### [EXERCISE AIM]
Each record below is to be copied word for word, with pictures removed.
TASK INPUT below:
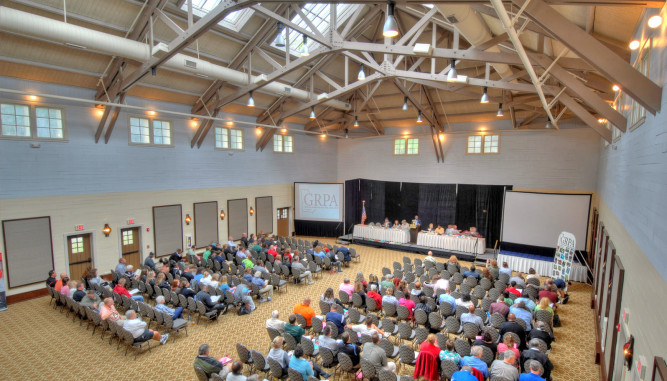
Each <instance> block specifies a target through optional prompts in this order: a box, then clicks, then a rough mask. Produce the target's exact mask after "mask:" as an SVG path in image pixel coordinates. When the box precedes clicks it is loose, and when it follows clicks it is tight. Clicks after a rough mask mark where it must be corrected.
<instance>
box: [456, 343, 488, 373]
mask: <svg viewBox="0 0 667 381" xmlns="http://www.w3.org/2000/svg"><path fill="white" fill-rule="evenodd" d="M482 353H483V349H482V347H481V346H479V345H474V346H473V347H472V348H471V349H470V356H465V357H463V358H462V359H461V365H462V366H463V365H468V366H470V367H473V368H475V369H477V370H479V371H480V372H482V374H483V375H484V378H489V367H488V366H487V365H486V363H485V362H484V361H482Z"/></svg>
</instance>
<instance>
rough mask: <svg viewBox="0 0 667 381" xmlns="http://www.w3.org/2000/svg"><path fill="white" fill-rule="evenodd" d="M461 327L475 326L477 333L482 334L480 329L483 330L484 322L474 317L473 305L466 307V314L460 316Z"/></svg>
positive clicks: (481, 330)
mask: <svg viewBox="0 0 667 381" xmlns="http://www.w3.org/2000/svg"><path fill="white" fill-rule="evenodd" d="M460 320H461V326H463V324H465V323H471V324H474V325H475V326H477V333H478V334H479V333H480V332H482V329H483V328H484V322H483V321H482V318H481V317H479V316H477V315H475V305H474V304H471V305H470V306H468V312H466V313H464V314H462V315H461V319H460Z"/></svg>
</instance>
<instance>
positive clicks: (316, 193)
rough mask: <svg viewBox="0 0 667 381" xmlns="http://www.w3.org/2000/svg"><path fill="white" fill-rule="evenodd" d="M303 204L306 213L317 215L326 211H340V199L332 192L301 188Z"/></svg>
mask: <svg viewBox="0 0 667 381" xmlns="http://www.w3.org/2000/svg"><path fill="white" fill-rule="evenodd" d="M301 205H302V206H303V214H304V215H316V214H320V213H322V212H326V211H336V212H337V211H338V199H337V198H336V194H335V193H332V192H313V191H312V190H310V189H303V190H301Z"/></svg>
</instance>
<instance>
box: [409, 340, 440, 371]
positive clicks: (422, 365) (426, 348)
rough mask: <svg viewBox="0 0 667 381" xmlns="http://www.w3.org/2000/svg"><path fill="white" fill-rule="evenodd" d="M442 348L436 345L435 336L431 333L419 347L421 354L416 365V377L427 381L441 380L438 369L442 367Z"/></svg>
mask: <svg viewBox="0 0 667 381" xmlns="http://www.w3.org/2000/svg"><path fill="white" fill-rule="evenodd" d="M439 356H440V348H439V347H438V346H437V345H436V337H435V334H433V333H431V334H429V335H428V337H426V340H424V342H423V343H421V344H420V345H419V354H418V355H417V359H416V360H417V362H416V364H415V372H414V377H415V379H418V378H419V377H423V378H425V379H426V380H432V381H436V380H440V374H439V372H438V368H439V367H440V360H439V359H438V357H439Z"/></svg>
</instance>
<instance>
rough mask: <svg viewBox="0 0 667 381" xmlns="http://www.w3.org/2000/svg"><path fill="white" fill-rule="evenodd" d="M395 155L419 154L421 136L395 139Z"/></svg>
mask: <svg viewBox="0 0 667 381" xmlns="http://www.w3.org/2000/svg"><path fill="white" fill-rule="evenodd" d="M394 155H397V156H401V155H419V138H396V139H394Z"/></svg>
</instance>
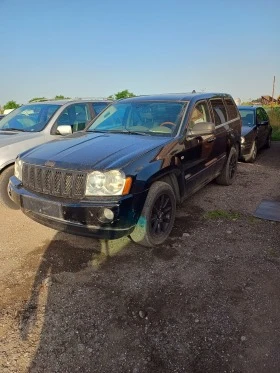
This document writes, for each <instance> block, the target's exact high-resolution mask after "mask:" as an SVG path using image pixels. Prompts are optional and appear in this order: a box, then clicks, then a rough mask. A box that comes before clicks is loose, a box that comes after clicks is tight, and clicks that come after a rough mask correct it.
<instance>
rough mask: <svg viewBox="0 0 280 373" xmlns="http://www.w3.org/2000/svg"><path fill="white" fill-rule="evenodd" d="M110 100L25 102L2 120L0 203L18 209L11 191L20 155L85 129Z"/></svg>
mask: <svg viewBox="0 0 280 373" xmlns="http://www.w3.org/2000/svg"><path fill="white" fill-rule="evenodd" d="M110 103H111V101H109V100H106V99H104V100H96V99H94V100H90V99H89V100H75V101H74V100H63V101H44V102H35V103H30V104H27V105H23V106H21V107H19V108H18V109H16V110H13V111H12V112H11V113H10V114H8V115H7V116H5V117H4V118H3V119H2V120H1V121H0V203H1V204H2V205H4V206H6V207H9V208H12V209H17V206H16V205H15V204H14V202H13V201H12V200H11V199H10V197H9V194H8V182H9V178H10V177H11V176H12V175H13V174H14V163H15V159H16V157H17V155H18V154H19V153H22V152H24V151H26V150H28V149H30V148H33V147H35V146H37V145H40V144H43V143H45V142H48V141H51V140H54V139H58V138H59V137H61V136H63V135H68V134H70V133H72V132H76V131H81V130H83V129H84V128H85V127H86V125H87V124H88V123H89V122H90V121H91V120H92V119H93V118H94V117H95V116H96V115H98V114H99V113H100V112H101V111H103V109H105V107H106V106H108V105H109V104H110Z"/></svg>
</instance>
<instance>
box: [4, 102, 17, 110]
mask: <svg viewBox="0 0 280 373" xmlns="http://www.w3.org/2000/svg"><path fill="white" fill-rule="evenodd" d="M18 107H20V105H19V104H17V103H16V102H15V101H13V100H11V101H8V102H7V103H6V104H5V105H4V106H3V108H4V110H6V109H17V108H18Z"/></svg>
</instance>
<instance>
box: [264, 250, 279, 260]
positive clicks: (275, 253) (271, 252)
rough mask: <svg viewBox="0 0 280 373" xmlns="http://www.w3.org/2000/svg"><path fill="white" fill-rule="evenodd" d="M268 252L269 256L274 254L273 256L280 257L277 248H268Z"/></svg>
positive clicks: (278, 252)
mask: <svg viewBox="0 0 280 373" xmlns="http://www.w3.org/2000/svg"><path fill="white" fill-rule="evenodd" d="M267 254H268V255H269V256H272V257H273V258H279V256H280V255H279V252H278V251H276V250H275V249H268V250H267Z"/></svg>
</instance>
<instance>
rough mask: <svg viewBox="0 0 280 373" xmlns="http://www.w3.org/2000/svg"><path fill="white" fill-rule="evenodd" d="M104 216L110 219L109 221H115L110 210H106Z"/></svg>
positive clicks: (104, 212) (112, 214)
mask: <svg viewBox="0 0 280 373" xmlns="http://www.w3.org/2000/svg"><path fill="white" fill-rule="evenodd" d="M103 214H104V216H105V218H106V219H108V220H113V219H114V213H113V211H112V210H110V209H104V211H103Z"/></svg>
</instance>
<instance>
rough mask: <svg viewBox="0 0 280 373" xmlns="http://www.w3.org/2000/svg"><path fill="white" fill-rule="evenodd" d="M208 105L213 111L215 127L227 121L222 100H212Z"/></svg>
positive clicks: (226, 114)
mask: <svg viewBox="0 0 280 373" xmlns="http://www.w3.org/2000/svg"><path fill="white" fill-rule="evenodd" d="M210 103H211V106H212V109H213V114H214V122H215V125H216V126H218V125H219V124H222V123H225V122H226V121H227V113H226V108H225V106H224V103H223V100H222V99H214V100H210Z"/></svg>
End of TASK INPUT.
### [OUTPUT OF THE TASK]
Each <instance> block specifies a target through optional prompts in this order: a box, then clicks, then a rough mask. Produce the target's exact mask after "mask:" as an SVG path in image pixel coordinates. When the box precedes clicks it is loose, and when it follows clicks it is tight. Clicks after a rough mask mark where it must be corrected.
<instance>
box: [456, 343, 488, 373]
mask: <svg viewBox="0 0 667 381" xmlns="http://www.w3.org/2000/svg"><path fill="white" fill-rule="evenodd" d="M482 353H483V349H482V347H481V346H479V345H474V346H473V347H472V348H471V349H470V356H465V357H463V358H462V359H461V365H462V366H463V365H468V366H470V367H473V368H475V369H477V370H479V371H480V372H482V374H483V375H484V378H489V367H488V366H487V365H486V363H485V362H484V361H482Z"/></svg>
</instance>
<instance>
rough mask: <svg viewBox="0 0 667 381" xmlns="http://www.w3.org/2000/svg"><path fill="white" fill-rule="evenodd" d="M461 327L475 326L477 333L482 334L480 329L483 330L484 322L474 317L473 305L466 307V314L460 316Z"/></svg>
positive clicks: (481, 330)
mask: <svg viewBox="0 0 667 381" xmlns="http://www.w3.org/2000/svg"><path fill="white" fill-rule="evenodd" d="M460 320H461V326H463V324H465V323H471V324H474V325H475V326H477V333H478V334H479V333H480V332H482V329H483V328H484V322H483V321H482V318H481V317H479V316H477V315H475V305H474V304H471V305H470V306H468V312H466V313H464V314H462V315H461V319H460Z"/></svg>
</instance>
<instance>
positive clicks: (316, 193)
rough mask: <svg viewBox="0 0 667 381" xmlns="http://www.w3.org/2000/svg"><path fill="white" fill-rule="evenodd" d="M303 204L306 213L317 215L326 211H340V199L332 192L301 188Z"/></svg>
mask: <svg viewBox="0 0 667 381" xmlns="http://www.w3.org/2000/svg"><path fill="white" fill-rule="evenodd" d="M301 205H302V206H303V214H304V215H316V214H320V213H322V212H326V211H336V212H337V211H338V199H337V198H336V194H335V193H332V192H313V191H312V190H310V189H303V190H301Z"/></svg>
</instance>
<instance>
box: [409, 340, 440, 371]
positive clicks: (422, 365) (426, 348)
rough mask: <svg viewBox="0 0 667 381" xmlns="http://www.w3.org/2000/svg"><path fill="white" fill-rule="evenodd" d="M442 348L436 345L435 336L431 333L419 347L421 354L416 365V377L427 381L441 380L438 369L442 367Z"/></svg>
mask: <svg viewBox="0 0 667 381" xmlns="http://www.w3.org/2000/svg"><path fill="white" fill-rule="evenodd" d="M439 356H440V348H439V347H438V346H437V345H436V337H435V334H433V333H431V334H429V335H428V337H426V340H424V342H423V343H421V344H420V345H419V354H418V355H417V359H416V360H417V362H416V364H415V372H414V377H415V379H418V378H419V377H423V378H425V379H426V380H432V381H436V380H440V374H439V372H438V368H439V367H440V360H439V359H438V357H439Z"/></svg>
</instance>
<instance>
rough mask: <svg viewBox="0 0 667 381" xmlns="http://www.w3.org/2000/svg"><path fill="white" fill-rule="evenodd" d="M395 155L419 154L421 136L395 139Z"/></svg>
mask: <svg viewBox="0 0 667 381" xmlns="http://www.w3.org/2000/svg"><path fill="white" fill-rule="evenodd" d="M394 155H397V156H401V155H419V138H396V139H394Z"/></svg>
</instance>
This document writes, for each <instance> block, the target's exact high-resolution mask after "mask:" as an SVG path using image pixels. Prompts are optional and appear in this order: a box, then clicks, then a rough mask. A box that comes before clicks is loose, a box that comes after clicks is tight, and clicks that come after a rough mask correct it.
<instance>
rough mask: <svg viewBox="0 0 280 373" xmlns="http://www.w3.org/2000/svg"><path fill="white" fill-rule="evenodd" d="M110 100L25 102L2 120L0 203L18 209L11 191L20 155L85 129Z"/></svg>
mask: <svg viewBox="0 0 280 373" xmlns="http://www.w3.org/2000/svg"><path fill="white" fill-rule="evenodd" d="M110 103H111V101H109V100H106V99H104V100H96V99H94V100H90V99H89V100H75V101H74V100H63V101H44V102H35V103H30V104H27V105H23V106H21V107H19V108H18V109H16V110H13V111H12V112H11V113H10V114H8V115H7V116H5V117H4V118H3V119H2V120H1V121H0V203H1V204H2V205H4V206H6V207H9V208H12V209H17V206H16V205H15V204H14V202H13V201H12V200H11V199H10V197H9V194H8V182H9V178H10V177H11V176H12V175H13V174H14V163H15V159H16V157H17V155H18V154H19V153H22V152H24V151H26V150H28V149H30V148H33V147H35V146H37V145H40V144H43V143H45V142H48V141H51V140H54V139H58V138H59V137H61V136H63V135H68V134H70V133H72V132H76V131H81V130H83V129H84V128H85V127H86V125H87V124H88V123H89V122H90V121H91V120H92V119H93V118H94V117H95V116H96V115H98V114H99V113H100V112H101V111H103V109H105V107H106V106H108V105H109V104H110Z"/></svg>
</instance>
<instance>
box: [4, 102, 17, 110]
mask: <svg viewBox="0 0 280 373" xmlns="http://www.w3.org/2000/svg"><path fill="white" fill-rule="evenodd" d="M18 107H20V105H19V104H17V103H16V102H15V101H13V100H11V101H8V102H7V103H6V104H5V105H4V106H3V108H4V110H6V109H17V108H18Z"/></svg>
</instance>
<instance>
box: [264, 250, 279, 260]
positive clicks: (275, 253) (271, 252)
rough mask: <svg viewBox="0 0 280 373" xmlns="http://www.w3.org/2000/svg"><path fill="white" fill-rule="evenodd" d="M268 252L269 256L274 254L273 256L280 257L277 248H268Z"/></svg>
positive clicks: (278, 252)
mask: <svg viewBox="0 0 280 373" xmlns="http://www.w3.org/2000/svg"><path fill="white" fill-rule="evenodd" d="M267 254H268V255H269V256H272V257H273V258H279V256H280V255H279V252H278V251H276V250H275V249H268V250H267Z"/></svg>
</instance>
<instance>
rough mask: <svg viewBox="0 0 280 373" xmlns="http://www.w3.org/2000/svg"><path fill="white" fill-rule="evenodd" d="M104 216L110 219L109 221H115L110 210H106Z"/></svg>
positive clicks: (104, 212) (112, 214)
mask: <svg viewBox="0 0 280 373" xmlns="http://www.w3.org/2000/svg"><path fill="white" fill-rule="evenodd" d="M103 214H104V216H105V218H106V219H108V220H113V219H114V213H113V211H112V210H110V209H104V211H103Z"/></svg>
</instance>
<instance>
rough mask: <svg viewBox="0 0 280 373" xmlns="http://www.w3.org/2000/svg"><path fill="white" fill-rule="evenodd" d="M208 105L213 111L215 127L227 121L222 100H212Z"/></svg>
positive clicks: (226, 114)
mask: <svg viewBox="0 0 280 373" xmlns="http://www.w3.org/2000/svg"><path fill="white" fill-rule="evenodd" d="M210 103H211V106H212V109H213V114H214V122H215V125H216V126H218V125H219V124H222V123H225V122H226V121H227V113H226V108H225V106H224V103H223V100H222V99H214V100H210Z"/></svg>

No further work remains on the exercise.